>> START Records for the task

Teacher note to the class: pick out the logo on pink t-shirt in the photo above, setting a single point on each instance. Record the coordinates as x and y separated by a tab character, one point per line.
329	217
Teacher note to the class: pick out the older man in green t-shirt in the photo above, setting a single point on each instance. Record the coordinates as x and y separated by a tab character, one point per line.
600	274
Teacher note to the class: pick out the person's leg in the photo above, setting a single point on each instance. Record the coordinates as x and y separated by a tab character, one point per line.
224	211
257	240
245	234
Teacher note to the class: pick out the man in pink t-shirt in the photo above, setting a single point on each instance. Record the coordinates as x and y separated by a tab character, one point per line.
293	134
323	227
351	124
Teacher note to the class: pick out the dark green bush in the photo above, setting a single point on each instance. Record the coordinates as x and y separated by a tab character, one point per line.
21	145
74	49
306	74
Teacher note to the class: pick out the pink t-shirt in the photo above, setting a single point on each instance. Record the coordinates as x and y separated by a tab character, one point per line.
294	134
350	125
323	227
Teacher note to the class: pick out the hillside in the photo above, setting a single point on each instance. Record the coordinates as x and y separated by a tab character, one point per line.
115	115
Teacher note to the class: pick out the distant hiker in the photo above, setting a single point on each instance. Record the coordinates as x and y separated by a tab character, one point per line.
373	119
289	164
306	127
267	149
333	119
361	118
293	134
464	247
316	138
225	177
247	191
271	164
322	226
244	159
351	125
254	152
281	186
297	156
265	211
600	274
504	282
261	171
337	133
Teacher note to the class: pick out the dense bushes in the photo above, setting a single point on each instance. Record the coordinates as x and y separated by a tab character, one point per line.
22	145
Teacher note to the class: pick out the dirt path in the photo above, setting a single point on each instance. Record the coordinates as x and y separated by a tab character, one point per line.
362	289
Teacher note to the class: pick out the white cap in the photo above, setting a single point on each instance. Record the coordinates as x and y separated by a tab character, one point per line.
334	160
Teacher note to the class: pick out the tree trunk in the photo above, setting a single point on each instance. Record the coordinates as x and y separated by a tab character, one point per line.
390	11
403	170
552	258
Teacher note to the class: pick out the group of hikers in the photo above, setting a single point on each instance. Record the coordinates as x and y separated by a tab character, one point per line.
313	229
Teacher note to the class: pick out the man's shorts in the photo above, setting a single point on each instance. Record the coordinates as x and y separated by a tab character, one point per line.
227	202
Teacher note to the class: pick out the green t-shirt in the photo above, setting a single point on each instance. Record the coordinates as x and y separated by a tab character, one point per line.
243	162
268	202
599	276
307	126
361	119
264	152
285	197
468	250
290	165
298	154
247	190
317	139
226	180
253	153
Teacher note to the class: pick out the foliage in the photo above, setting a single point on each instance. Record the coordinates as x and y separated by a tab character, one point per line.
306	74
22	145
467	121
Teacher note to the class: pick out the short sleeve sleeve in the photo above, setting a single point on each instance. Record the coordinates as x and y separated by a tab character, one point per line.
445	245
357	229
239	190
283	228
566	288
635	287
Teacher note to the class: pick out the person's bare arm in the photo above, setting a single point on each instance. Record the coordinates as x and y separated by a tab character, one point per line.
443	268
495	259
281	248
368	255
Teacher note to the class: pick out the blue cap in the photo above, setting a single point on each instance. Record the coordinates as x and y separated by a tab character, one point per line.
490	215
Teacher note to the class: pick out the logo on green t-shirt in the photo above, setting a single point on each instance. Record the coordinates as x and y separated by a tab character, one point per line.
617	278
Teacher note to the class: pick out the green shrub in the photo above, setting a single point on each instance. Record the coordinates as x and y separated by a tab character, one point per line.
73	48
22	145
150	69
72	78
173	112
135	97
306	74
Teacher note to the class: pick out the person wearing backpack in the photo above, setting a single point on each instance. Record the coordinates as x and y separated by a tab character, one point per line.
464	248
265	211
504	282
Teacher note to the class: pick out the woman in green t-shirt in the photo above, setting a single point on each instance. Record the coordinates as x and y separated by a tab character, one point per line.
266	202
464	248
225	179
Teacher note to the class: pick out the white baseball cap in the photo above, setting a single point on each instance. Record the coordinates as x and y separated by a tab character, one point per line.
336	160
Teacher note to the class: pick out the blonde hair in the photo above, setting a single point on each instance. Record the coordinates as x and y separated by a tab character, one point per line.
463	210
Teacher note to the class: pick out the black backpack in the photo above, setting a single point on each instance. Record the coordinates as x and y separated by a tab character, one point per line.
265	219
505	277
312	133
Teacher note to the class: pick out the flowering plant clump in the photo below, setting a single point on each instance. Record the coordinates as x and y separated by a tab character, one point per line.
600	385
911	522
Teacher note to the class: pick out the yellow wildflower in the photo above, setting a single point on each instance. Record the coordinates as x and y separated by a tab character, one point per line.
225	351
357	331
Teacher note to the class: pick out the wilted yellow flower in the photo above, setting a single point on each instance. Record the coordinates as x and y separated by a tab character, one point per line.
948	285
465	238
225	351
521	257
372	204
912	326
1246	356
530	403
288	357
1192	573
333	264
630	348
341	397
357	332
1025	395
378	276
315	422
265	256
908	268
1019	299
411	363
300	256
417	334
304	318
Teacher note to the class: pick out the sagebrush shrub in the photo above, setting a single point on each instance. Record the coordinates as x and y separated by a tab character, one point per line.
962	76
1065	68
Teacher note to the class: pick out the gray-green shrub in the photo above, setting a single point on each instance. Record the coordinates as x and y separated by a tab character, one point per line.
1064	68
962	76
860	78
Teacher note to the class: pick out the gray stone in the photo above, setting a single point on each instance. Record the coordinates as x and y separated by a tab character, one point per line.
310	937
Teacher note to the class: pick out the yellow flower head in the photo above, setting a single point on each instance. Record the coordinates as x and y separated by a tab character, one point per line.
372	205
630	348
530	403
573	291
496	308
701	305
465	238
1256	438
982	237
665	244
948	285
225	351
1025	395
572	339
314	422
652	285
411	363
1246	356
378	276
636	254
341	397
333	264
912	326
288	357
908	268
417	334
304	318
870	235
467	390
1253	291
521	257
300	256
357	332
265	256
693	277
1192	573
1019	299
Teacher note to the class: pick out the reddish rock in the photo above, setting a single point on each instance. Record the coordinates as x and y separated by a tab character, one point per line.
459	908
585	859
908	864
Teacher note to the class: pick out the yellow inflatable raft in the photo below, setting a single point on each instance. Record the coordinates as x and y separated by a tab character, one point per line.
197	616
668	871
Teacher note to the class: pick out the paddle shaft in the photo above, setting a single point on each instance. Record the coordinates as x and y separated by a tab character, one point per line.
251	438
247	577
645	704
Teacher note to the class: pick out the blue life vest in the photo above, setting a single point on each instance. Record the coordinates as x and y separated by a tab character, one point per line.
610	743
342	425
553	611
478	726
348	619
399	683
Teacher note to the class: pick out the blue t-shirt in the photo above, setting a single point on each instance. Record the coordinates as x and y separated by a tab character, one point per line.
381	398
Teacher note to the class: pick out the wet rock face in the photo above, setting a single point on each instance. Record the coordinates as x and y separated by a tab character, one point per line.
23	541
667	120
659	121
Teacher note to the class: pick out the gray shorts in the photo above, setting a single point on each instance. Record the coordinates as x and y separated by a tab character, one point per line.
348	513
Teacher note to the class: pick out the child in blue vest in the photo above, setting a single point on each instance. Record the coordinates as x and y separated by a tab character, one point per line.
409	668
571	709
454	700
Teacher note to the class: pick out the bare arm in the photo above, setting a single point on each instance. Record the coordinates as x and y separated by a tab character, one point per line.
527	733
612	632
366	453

>> END Records for the task

Give the data again, exactly as it stands.

Teacher note to the class: pick out the logo on pink t-shirt in the photo above, setting a single point on each instance. Record the coordinates as x and y separated by a tab character, one point per line.
329	217
Teacher note to the class: pick out the older man in green t-shirt in the photo above, setting a single point on each instance. Record the coordinates as x and y separated by a tab character, one point per line.
600	274
Teacher note to the class: pick out the person's leg in the photo above, setting a single point on each instance. Record the coordinates as x and y separated by a tab character, one point per line.
224	211
257	240
245	234
Teacher note to the class: pick out the man in pink t-shirt in the photo above, setting a single point on each instance. Record the coordinates as x and y separated by a tab character, one point per line.
293	134
323	227
351	124
Teacher note to the class: pick out the dark green bush in the photo above, setting a single point on each instance. Record the coordinates as x and y separated by a tab character, one point per line.
21	145
74	49
306	74
Teacher note to the class: pick out the pink t-shirt in the photo above, setting a single point on each instance. Record the coordinates as x and y separated by a tab character, one point per line.
294	134
350	125
323	227
Teacher note to the class: pick out the hillside in the photo above, setting a single point on each instance. Record the coordinates as x and y separated by a tab character, one point per line.
115	115
Teacher note to the class: pick out the distant hiker in the photo above, setting a single point on each instance. Record the coordinates as x and y separated by a tab character, one point per line.
373	119
289	164
306	127
267	149
333	119
361	118
293	134
464	247
316	138
225	177
247	191
271	164
322	226
244	159
351	125
254	152
281	186
297	156
265	211
600	274
504	282
261	171
337	133
Teacher note to the class: pick out the dense bushes in the photo above, setting a single point on each instance. Record the coordinates as x and y separated by a tab character, one point per line.
22	145
Teacher note to the class: pick out the dirt path in the photo above, setting a single point on each instance. Record the coordinates as x and y separated by a tab character, one point per line.
362	289
Teacher note to the class: pick out the white cap in the photo above, setting a single point on each instance. Record the coordinates as x and y separated by a tab character, one point per line.
334	160
Teacher note to the class: pick out the tree trunk in the photo above, setting a single point on each instance. Record the coordinates as x and y separated by a tab character, one point per line.
390	11
403	170
552	258
Teacher note to the class: pick out the group of hikers in the photo above, setting a single point on each instance. Record the coordinates as x and y separated by a tab character, one point per line.
313	229
Teacher note to the class: pick out the man's shorts in the photo above, setting a single point on each instance. Record the coordinates as x and y separated by a tab character, one point per line.
227	202
Teacher note to the class: pick out the green t-shirt in the photo above, setting a single point on each instance. Record the coordinates as x and y separated by a tab character, one point per line.
243	162
268	202
599	276
307	126
361	119
264	152
285	197
468	250
290	165
298	154
247	190
317	139
226	180
253	153
Teacher note to the class: pick out the foliage in the photo above, setting a single point on each instance. Record the coordinates as x and y separated by a tab character, one point per line.
306	74
22	145
467	121
Teacher note to the class: pick out the short sleeve sleeve in the photo above, setting a single point on each instance. Record the coordinates as x and y separated by a tab character, one point per line.
445	245
357	229
239	190
283	228
566	288
635	287
Teacher note to the class: pick out the person's bare arm in the photo above, setting a single point on each instance. Record the coordinates as x and y separated by a tab character, one point per line.
443	268
495	259
281	248
368	255
Teacher note to the class: pick out the blue cap in the photo above, setting a single point on each instance. Record the coordinates as x and y separated by a tab character, one point per line.
490	215
Teacher note to the class: pick out the logo on green t-shirt in the photo above, setting a single point on each instance. Record the coordinates as x and y separated by a tab character, one point per line.
617	278
Teacher note to the class: pick out the green shrub in the photo above, setting a single point on each instance. Record the coordinates as x and y separated by a tab character, one point per line.
73	48
22	145
150	69
72	78
173	112
135	97
306	74
Teacher note to the class: pick out the person wearing backpack in the photo above, setting a single point on each instance. Record the coordinates as x and y separated by a tab character, one point per line.
464	248
265	211
504	282
Teacher note to the class: pick out the woman in green t-shirt in the photo above, setting a single point on each instance. Record the coordinates as x and y separated by a tab character, one point per line.
266	202
464	248
225	179
Teacher note to the class: pick out the white baseball cap in the photo above, setting a single point on each instance. Record the coordinates as x and y separated by a tab character, one point per line.
336	160
Teacher note to the class: pick out the blonde hair in the photo above, setting a single point on each instance. Record the coordinates as x and y separated by a tab character, one point per line.
463	210
Teacher note to the class: pick out the black backpack in the photo above, setting a single point on each instance. Record the coordinates as x and y separated by a tab character, one point per line.
265	219
505	277
312	133
Teacher note to the class: pick out the flowering plant clump in the photo below, setting a single point on each instance. Record the coordinates as x and y separated by a tab character, one point per line.
600	385
911	522
Teacher note to the class: pick out the yellow wildflower in the photo above, setting a single point on each instance. Record the coordinates as x and y separated by a tab character, one point per line.
225	351
357	331
Teacher note to the class: pick out the wilted yellow flower in the photo above, setting a single point on each instance. Record the coordinates as x and y separated by a tab character, one point per line.
948	285
465	238
225	351
521	257
372	204
912	326
1246	356
530	403
288	357
1192	573
333	264
630	348
341	397
357	332
1025	395
378	276
315	422
265	256
908	268
1019	299
411	363
300	256
417	334
304	318
Teacher note to the class: pick out the sagebrush shrub in the photo above, setting a single point on each instance. Record the coordinates as x and y separated by a tab character, one point per line.
962	76
1065	68
Teacher note to the class: pick out the gray-green shrub in the photo above, setting a single point on each instance. Record the coordinates as x and y separated by a tab character, one point per line.
1064	68
962	76
860	78
Teacher note to the class: pick out the gray stone in the photo above, setting a single point on each instance. Record the coordinates as x and y separated by a tab character, one point per line.
310	937
Teacher note to the class: pick out the yellow flower head in the photo above, setting a single point on each instance. Record the coordinates as x and y separated by a tab character, one point per line.
372	205
630	348
530	403
573	291
496	308
701	305
465	238
1256	438
982	237
665	244
948	285
225	351
1025	395
572	339
314	422
652	285
411	363
1246	356
378	276
636	254
341	397
333	264
912	326
288	357
908	268
417	334
304	318
870	235
467	390
1253	291
521	257
300	256
357	332
265	256
693	277
1192	573
1019	299
Teacher note to the class: pick out the reddish rock in the photo above, setting a single point on each instance. Record the coordinates as x and y separated by a tab character, one point per line.
459	908
585	859
908	864
Teacher note to the class: pick out the yellow inflatable raft in the photo below, setting a single point on each instance. Record the coordinates as x and y separated by a tab character, one point per line.
197	616
668	871
Teacher note to the class: pick out the paddle shaft in the photo above, setting a single point on each instance. Record the coordinates as x and y separated by a tab character, one point per line.
251	438
247	577
645	704
Teacher note to the class: pick out the blue life vest in the photo above, setting a single point on each instance. Record the coordinates as x and y separated by a tab character, one point per line.
610	743
342	425
553	611
478	726
348	619
399	683
Teacher note to the class: pick out the blue t-shirt in the photo above, setting a single point on each instance. Record the coordinates as x and y separated by a tab character, one point per line.
381	398
Teacher note to the class: pick out the wet rock face in the photo above, setting a single point on each instance. Record the coordinates as x and y separated by a tab character, one point per line.
23	541
667	120
659	121
Teacher note to the class: pick out the gray shorts in the photo above, setting a single point on each instance. Record the coordinates as x and y separated by a tab character, one point per line.
348	513
Teacher note to the class: pick out the child in blue vest in the photo above, setting a single point on each instance. Record the coordinates as x and y separated by a tab character, one point per line.
409	668
571	709
454	700
Teacher note to the class: pick out the bare arm in the photo above, setting a single point on each instance. Record the coordinates as x and y separated by a tab character, one point per line.
527	733
612	632
366	453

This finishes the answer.